• **STATED TASK**
Set out the rows as a Markdown table with two columns, Number and Content, starting at the very beginning and stopping after the line that contains "[342,159,407,247]", one line per table row with blank lines skipped. Leave the pictures out.

Rows from a box labeling dataset
○ ○ ○ ○

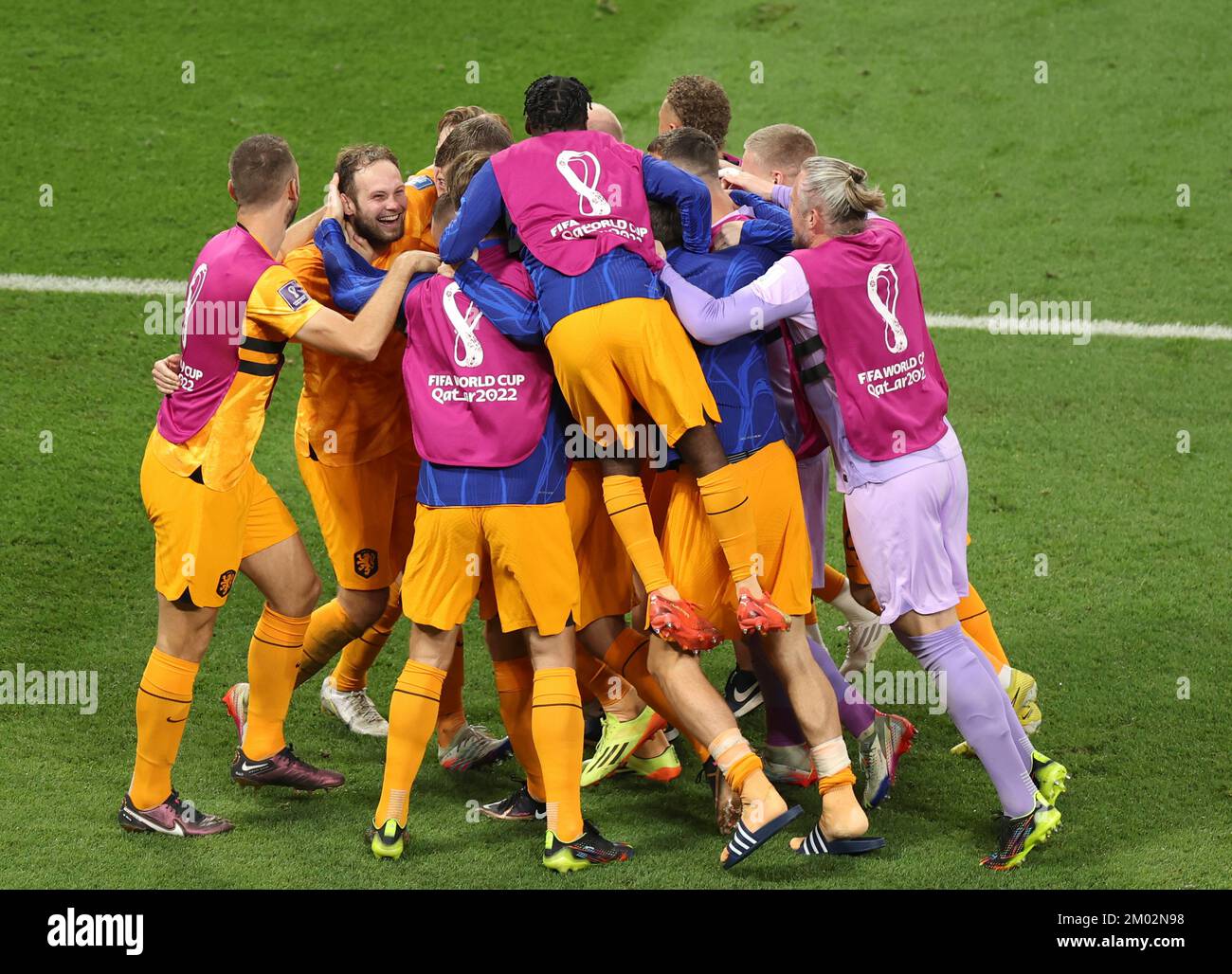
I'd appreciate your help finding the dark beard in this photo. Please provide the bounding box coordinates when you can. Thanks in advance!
[352,212,407,250]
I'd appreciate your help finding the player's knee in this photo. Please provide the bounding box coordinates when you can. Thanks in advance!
[337,581,390,629]
[270,568,320,617]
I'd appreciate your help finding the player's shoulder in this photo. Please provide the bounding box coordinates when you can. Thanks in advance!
[249,262,316,313]
[281,240,325,275]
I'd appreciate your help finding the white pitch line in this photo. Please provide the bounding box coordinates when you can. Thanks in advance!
[0,274,188,296]
[0,274,1232,341]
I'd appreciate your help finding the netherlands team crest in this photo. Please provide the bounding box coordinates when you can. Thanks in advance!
[214,568,235,599]
[354,548,379,579]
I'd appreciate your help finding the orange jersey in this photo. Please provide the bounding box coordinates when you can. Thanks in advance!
[152,225,320,490]
[286,177,436,467]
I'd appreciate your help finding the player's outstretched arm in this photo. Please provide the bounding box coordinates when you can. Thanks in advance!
[642,155,710,254]
[296,250,440,362]
[278,203,327,263]
[718,166,773,200]
[313,217,386,314]
[453,260,543,345]
[151,352,181,395]
[661,258,810,345]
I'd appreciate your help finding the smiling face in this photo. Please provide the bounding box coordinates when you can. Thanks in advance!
[791,171,824,247]
[342,159,407,247]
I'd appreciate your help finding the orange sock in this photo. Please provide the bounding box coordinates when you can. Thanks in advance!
[436,629,465,748]
[333,588,402,694]
[243,604,312,761]
[493,654,547,802]
[601,629,710,764]
[604,476,670,592]
[297,599,364,689]
[372,660,444,829]
[128,646,201,809]
[958,583,1009,673]
[710,728,773,802]
[813,564,846,603]
[531,666,583,842]
[698,465,758,584]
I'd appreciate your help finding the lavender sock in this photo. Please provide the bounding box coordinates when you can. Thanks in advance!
[748,640,807,748]
[964,633,1035,773]
[896,623,1035,819]
[808,637,878,737]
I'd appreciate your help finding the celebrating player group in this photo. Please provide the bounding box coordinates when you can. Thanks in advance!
[119,75,1067,873]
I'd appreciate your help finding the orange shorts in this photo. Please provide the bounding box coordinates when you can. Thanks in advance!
[645,469,677,538]
[564,460,633,629]
[142,431,299,608]
[402,502,578,636]
[547,298,719,449]
[662,441,813,640]
[299,445,419,591]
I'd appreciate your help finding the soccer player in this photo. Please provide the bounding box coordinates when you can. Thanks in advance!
[660,74,740,165]
[650,127,884,864]
[119,135,438,836]
[721,136,1042,733]
[652,127,915,817]
[317,196,632,872]
[662,156,1064,870]
[587,101,625,141]
[441,75,788,649]
[448,153,703,792]
[154,123,509,771]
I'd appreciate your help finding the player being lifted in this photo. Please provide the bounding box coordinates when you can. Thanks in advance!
[119,135,439,836]
[317,184,632,872]
[662,156,1064,870]
[440,75,788,649]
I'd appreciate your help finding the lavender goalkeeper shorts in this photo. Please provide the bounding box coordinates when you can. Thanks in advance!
[845,453,969,623]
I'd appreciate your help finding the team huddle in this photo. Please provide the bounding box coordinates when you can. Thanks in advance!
[119,75,1067,873]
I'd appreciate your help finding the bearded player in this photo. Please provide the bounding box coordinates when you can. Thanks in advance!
[119,135,438,838]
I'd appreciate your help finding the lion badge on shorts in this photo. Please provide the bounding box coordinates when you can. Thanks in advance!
[354,548,378,579]
[214,568,235,599]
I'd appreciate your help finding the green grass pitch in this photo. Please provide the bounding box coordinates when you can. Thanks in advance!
[0,0,1232,889]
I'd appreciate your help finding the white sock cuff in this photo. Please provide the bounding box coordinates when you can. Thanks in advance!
[810,735,851,778]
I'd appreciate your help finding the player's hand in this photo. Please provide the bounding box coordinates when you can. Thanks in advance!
[324,172,344,223]
[710,221,744,250]
[718,166,773,200]
[151,352,181,395]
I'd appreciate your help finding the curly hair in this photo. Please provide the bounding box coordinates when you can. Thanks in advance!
[664,74,732,149]
[522,74,590,135]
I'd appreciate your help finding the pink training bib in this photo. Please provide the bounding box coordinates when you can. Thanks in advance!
[157,225,281,443]
[791,218,950,460]
[492,131,662,277]
[402,246,552,467]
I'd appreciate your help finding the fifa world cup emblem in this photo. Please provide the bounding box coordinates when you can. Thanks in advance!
[869,263,907,354]
[180,263,209,352]
[443,288,483,369]
[555,149,612,217]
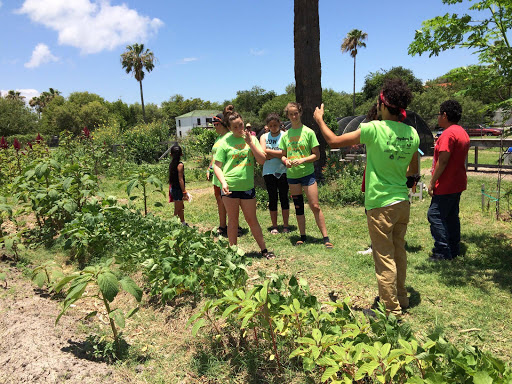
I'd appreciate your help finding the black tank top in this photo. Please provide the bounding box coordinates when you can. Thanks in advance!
[170,161,185,189]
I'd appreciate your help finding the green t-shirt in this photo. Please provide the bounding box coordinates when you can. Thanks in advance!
[214,133,261,191]
[212,134,226,188]
[360,120,420,210]
[279,125,319,179]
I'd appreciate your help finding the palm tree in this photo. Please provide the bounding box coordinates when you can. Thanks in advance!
[5,89,25,101]
[28,95,45,118]
[121,43,155,122]
[341,29,368,114]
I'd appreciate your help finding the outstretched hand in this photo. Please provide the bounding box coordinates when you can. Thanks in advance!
[313,103,324,123]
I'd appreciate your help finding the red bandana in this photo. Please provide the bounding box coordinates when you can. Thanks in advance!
[379,91,407,121]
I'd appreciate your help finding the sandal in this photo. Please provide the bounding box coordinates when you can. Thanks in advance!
[217,227,228,237]
[261,251,276,260]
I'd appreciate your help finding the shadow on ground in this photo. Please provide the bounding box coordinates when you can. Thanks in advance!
[415,233,512,292]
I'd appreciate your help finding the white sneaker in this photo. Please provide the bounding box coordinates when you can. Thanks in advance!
[357,246,373,255]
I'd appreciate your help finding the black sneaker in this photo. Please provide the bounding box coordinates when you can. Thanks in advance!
[217,227,228,237]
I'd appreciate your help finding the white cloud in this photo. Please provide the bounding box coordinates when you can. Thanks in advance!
[17,0,163,54]
[25,43,59,68]
[178,57,199,64]
[0,89,41,103]
[249,48,266,56]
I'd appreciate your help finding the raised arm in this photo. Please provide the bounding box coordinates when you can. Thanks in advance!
[313,103,361,148]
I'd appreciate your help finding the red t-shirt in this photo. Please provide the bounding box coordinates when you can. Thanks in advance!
[432,125,469,195]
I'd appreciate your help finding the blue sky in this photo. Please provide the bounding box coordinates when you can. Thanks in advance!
[0,0,477,104]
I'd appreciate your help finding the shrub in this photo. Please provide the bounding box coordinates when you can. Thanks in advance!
[122,123,170,164]
[181,127,217,166]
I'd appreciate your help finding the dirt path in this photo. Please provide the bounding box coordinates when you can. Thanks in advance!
[0,262,128,384]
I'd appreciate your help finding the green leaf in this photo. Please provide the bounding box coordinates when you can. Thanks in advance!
[320,367,339,382]
[32,271,46,288]
[222,304,238,318]
[354,361,379,380]
[126,179,139,196]
[108,308,124,328]
[126,307,140,319]
[192,318,206,336]
[84,311,98,320]
[473,371,493,384]
[98,272,119,302]
[119,276,142,303]
[53,274,77,293]
[311,328,322,343]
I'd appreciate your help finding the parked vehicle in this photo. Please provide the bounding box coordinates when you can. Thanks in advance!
[466,124,503,136]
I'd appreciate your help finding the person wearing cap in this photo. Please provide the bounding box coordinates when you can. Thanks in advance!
[210,113,229,237]
[427,100,470,261]
[314,79,420,316]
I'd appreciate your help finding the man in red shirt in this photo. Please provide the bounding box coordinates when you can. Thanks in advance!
[427,100,469,261]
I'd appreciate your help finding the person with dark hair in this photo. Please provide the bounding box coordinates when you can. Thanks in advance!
[213,106,275,259]
[260,113,290,235]
[206,113,229,237]
[279,103,333,249]
[427,100,470,261]
[169,144,189,225]
[314,79,420,316]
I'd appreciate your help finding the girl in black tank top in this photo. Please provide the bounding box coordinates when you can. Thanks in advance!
[169,144,188,225]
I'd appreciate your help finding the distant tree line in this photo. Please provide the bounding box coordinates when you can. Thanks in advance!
[0,63,499,140]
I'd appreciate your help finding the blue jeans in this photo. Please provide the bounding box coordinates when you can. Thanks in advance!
[427,192,461,260]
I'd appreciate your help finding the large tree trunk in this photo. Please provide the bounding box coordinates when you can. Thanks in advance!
[352,56,356,115]
[139,80,146,122]
[293,0,326,180]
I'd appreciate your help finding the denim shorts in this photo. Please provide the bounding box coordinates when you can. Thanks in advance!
[220,188,256,200]
[169,186,183,203]
[288,173,316,187]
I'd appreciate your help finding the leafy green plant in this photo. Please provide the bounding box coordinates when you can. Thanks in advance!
[126,169,166,216]
[189,275,512,384]
[54,259,142,349]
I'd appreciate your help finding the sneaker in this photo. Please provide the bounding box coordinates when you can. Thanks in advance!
[217,227,228,237]
[428,254,452,263]
[357,246,373,255]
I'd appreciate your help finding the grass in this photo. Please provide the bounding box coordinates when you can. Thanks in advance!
[4,151,512,383]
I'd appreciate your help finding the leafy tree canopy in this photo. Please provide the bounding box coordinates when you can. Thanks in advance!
[409,0,512,110]
[233,86,277,115]
[408,86,485,130]
[0,97,39,137]
[363,66,423,100]
[260,90,295,120]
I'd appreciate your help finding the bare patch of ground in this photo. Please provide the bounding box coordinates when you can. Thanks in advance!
[0,263,129,384]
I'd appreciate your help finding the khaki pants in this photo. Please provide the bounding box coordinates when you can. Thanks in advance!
[367,201,410,316]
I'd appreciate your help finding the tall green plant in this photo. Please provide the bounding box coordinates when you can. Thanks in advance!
[126,169,166,216]
[54,259,142,350]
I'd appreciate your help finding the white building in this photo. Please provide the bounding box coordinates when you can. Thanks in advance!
[176,109,221,138]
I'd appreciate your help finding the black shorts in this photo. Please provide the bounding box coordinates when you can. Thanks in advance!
[220,188,256,200]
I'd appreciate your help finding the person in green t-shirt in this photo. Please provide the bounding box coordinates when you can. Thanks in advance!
[279,103,333,248]
[313,79,419,316]
[206,113,229,236]
[213,105,275,259]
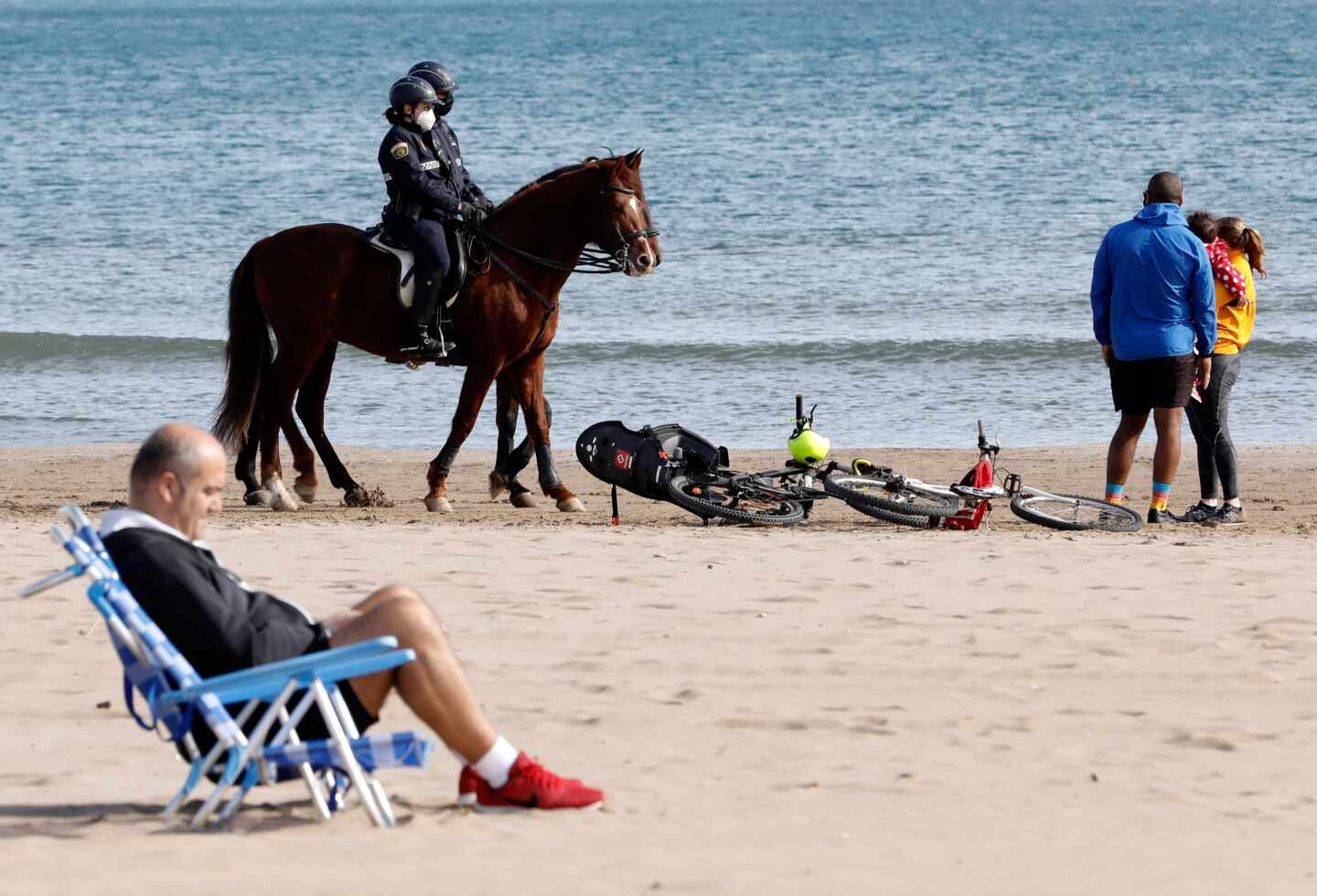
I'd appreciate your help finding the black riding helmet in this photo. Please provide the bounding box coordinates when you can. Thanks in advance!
[407,59,457,117]
[407,59,457,93]
[389,75,439,114]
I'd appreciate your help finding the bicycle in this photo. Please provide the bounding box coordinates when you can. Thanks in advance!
[665,395,961,527]
[823,421,1143,531]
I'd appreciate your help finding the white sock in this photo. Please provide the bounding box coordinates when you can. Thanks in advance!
[472,737,518,791]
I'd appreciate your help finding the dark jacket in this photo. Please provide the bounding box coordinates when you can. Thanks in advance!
[429,119,485,203]
[380,121,465,224]
[104,528,323,677]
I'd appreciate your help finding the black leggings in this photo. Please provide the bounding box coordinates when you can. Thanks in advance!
[1185,354,1239,501]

○ ○ ○ ○

• **SOLUTION FOR THIS EXERCISE**
| Number | Content |
|---|---|
| 1 | I'd appreciate your help finding the dark beard in this photo. Please provide the bounding box coordinates when you can. Thanks in advance! |
| 2 | [352,212,407,250] |
| 3 | I'd appreciate your help finding the player's knee in this photo. Please provide the bounding box coordinates when you can. Thanks in advance! |
| 4 | [337,581,390,629] |
| 5 | [270,568,320,617] |
| 6 | I'd appreciate your help finding the player's shoulder in this photo. Please provide the bounding box coordinates when you can. Thanks in advance! |
| 7 | [249,262,316,313] |
| 8 | [281,240,325,275] |
| 9 | I'd appreciate your help finding the white pitch line in this photo. Please provide the bounding box coordinates when you can. Thanks in advance! |
| 10 | [0,274,188,296] |
| 11 | [0,274,1232,341] |
| 12 | I'd appreciate your help finding the netherlands team crest in this photo. Please provide the bounding box coordinates when you can. Thanks in advance! |
| 13 | [214,568,235,599] |
| 14 | [354,548,379,579] |
| 15 | I'd appreciate your help finding the orange jersey in this photo. Please provide the bounding box coordinates when you can. Thanks in advance! |
| 16 | [152,225,320,490] |
| 17 | [286,177,436,467] |
| 18 | I'd appreciate your help finding the player's outstretched arm in this photo. Please provide the bounding box coordinates when you can. Thanks in advance! |
| 19 | [642,155,710,254] |
| 20 | [296,250,440,362] |
| 21 | [278,203,327,263] |
| 22 | [718,166,773,200] |
| 23 | [313,217,386,314] |
| 24 | [453,260,543,345] |
| 25 | [151,352,181,395] |
| 26 | [661,258,810,345] |
| 27 | I'd appreciate your help finding the smiling face in this photo. Please provide the bounding box coordinates when you can. Thanks in advance! |
| 28 | [791,171,824,247] |
| 29 | [342,159,407,247] |